## WHAT IS ASKED
Copy the data word for word, keeping every line.

## MATERIAL FOR THIS TASK
-*-

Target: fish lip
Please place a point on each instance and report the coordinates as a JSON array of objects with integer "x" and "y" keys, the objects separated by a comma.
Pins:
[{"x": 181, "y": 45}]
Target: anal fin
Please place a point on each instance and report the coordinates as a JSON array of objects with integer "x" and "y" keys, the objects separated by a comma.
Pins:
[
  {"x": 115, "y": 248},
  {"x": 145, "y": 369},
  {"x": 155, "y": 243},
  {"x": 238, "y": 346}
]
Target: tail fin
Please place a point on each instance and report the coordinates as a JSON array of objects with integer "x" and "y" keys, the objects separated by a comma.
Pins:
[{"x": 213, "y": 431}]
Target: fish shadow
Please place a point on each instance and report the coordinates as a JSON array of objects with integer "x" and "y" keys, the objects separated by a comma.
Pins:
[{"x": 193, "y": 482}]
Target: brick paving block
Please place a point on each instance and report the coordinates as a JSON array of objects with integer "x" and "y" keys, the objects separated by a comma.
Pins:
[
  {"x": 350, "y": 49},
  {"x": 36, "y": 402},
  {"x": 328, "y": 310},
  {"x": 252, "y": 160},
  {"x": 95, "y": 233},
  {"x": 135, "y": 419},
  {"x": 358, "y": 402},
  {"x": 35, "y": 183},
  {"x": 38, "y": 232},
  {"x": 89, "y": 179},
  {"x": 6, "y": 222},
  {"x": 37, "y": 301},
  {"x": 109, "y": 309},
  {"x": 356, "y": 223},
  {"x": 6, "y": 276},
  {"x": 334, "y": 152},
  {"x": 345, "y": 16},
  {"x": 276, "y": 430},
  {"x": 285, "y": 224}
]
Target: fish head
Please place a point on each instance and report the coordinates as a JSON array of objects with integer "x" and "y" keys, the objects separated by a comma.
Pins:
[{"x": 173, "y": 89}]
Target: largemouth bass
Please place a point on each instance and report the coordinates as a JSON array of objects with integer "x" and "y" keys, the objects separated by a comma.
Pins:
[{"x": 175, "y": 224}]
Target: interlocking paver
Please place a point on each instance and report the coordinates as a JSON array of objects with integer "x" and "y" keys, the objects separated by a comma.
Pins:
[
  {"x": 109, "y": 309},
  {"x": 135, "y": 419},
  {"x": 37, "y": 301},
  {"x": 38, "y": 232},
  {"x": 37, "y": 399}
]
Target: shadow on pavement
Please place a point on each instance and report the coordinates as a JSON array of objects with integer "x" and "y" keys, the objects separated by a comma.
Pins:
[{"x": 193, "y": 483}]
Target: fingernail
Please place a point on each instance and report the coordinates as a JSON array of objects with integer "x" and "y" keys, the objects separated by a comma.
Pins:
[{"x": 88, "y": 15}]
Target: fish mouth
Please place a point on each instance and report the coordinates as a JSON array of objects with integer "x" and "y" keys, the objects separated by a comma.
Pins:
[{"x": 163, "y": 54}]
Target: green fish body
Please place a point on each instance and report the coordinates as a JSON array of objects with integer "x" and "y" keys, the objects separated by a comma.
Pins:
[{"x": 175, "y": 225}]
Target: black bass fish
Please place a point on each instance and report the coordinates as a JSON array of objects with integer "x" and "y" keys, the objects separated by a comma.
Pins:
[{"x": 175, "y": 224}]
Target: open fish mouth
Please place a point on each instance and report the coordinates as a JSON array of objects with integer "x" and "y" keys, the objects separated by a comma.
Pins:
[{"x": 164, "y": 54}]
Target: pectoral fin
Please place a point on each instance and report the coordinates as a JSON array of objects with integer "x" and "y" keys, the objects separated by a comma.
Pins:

-*-

## RESULT FOR THIS TASK
Target: fish lip
Please place a point on each instance and report the coordinates as a JSON array of objects with integer "x" and "y" keys, the objects separated by a comma.
Pins:
[{"x": 181, "y": 45}]
Target: anal fin
Please place a point on each instance and report the coordinates as a JSON array of objects with integer "x" and "y" keys, the objects separated by a comma.
Pins:
[
  {"x": 115, "y": 248},
  {"x": 145, "y": 369},
  {"x": 155, "y": 243},
  {"x": 238, "y": 346}
]
Target: tail fin
Please place a point on each instance and report the coordinates as a JSON array of objects with integer "x" and "y" keys, the objects separated by a comma.
Pins:
[{"x": 213, "y": 431}]
Target: fish shadow
Please place a point on each instance and report the coordinates as a JSON array of objects with integer "x" and "y" keys, the objects separated by a comma.
Pins:
[{"x": 193, "y": 482}]
Target: brick paving block
Please place a point on each instance and report the coordinates as a JSON array of objects with integer "x" and "y" keys, the objects separated by a comma.
Pins:
[
  {"x": 350, "y": 49},
  {"x": 36, "y": 402},
  {"x": 328, "y": 310},
  {"x": 252, "y": 160},
  {"x": 95, "y": 233},
  {"x": 135, "y": 419},
  {"x": 358, "y": 402},
  {"x": 35, "y": 183},
  {"x": 38, "y": 232},
  {"x": 89, "y": 179},
  {"x": 6, "y": 222},
  {"x": 37, "y": 301},
  {"x": 109, "y": 309},
  {"x": 356, "y": 223},
  {"x": 6, "y": 276},
  {"x": 334, "y": 152},
  {"x": 345, "y": 16},
  {"x": 276, "y": 430},
  {"x": 285, "y": 224}
]
Target: fish head
Please place a point on each instance and report the coordinates as a JSON array of objects with integer "x" and "y" keys, the objects separated by a comma.
Pins:
[{"x": 173, "y": 89}]
Target: largemouth bass
Please place a point on each instance and report the coordinates as a JSON array of objects with integer "x" and "y" keys, the objects separated by a comma.
Pins:
[{"x": 175, "y": 224}]
Target: interlocking paver
Please place a point on each instance and report the coordinates as a JSON array of objects with integer "x" and "y" keys, the objects separated by a comma.
Pins:
[
  {"x": 109, "y": 309},
  {"x": 135, "y": 419},
  {"x": 37, "y": 301},
  {"x": 38, "y": 232},
  {"x": 37, "y": 399}
]
Target: shadow on pavement
Please place a point on each instance and report the coordinates as a JSON array of objects with integer "x" and "y" keys, the objects separated by a comma.
Pins:
[{"x": 193, "y": 483}]
Target: fingernail
Please place a point on each instance and report the coordinates as a JSON array of objects with integer "x" and "y" keys, the objects separated by a comma.
Pins:
[{"x": 88, "y": 15}]
Target: fish mouth
Please place a point on each instance and report the coordinates as a JSON array of objects with integer "x" and "y" keys, the objects separated by a comma.
Pins:
[{"x": 163, "y": 54}]
Target: green fish body
Please place a point on each instance and report the coordinates as a JSON array of objects with integer "x" and "y" keys, the objects separated by a comma.
Pins:
[{"x": 175, "y": 225}]
Target: black bass fish
Please place a point on each instance and report the coordinates as a JSON array of objects with integer "x" and "y" keys, the objects separated by a comma.
Pins:
[{"x": 175, "y": 224}]
Target: open fish mouth
Please place a point on each instance and report the coordinates as a JSON array of objects with integer "x" and "y" keys, the objects separated by a comma.
Pins:
[{"x": 164, "y": 54}]
Target: pectoral fin
Please place a point on each instance and report the coordinates as a JSON array of objects with integer "x" and "y" keys, the objects separated by a comma.
Pins:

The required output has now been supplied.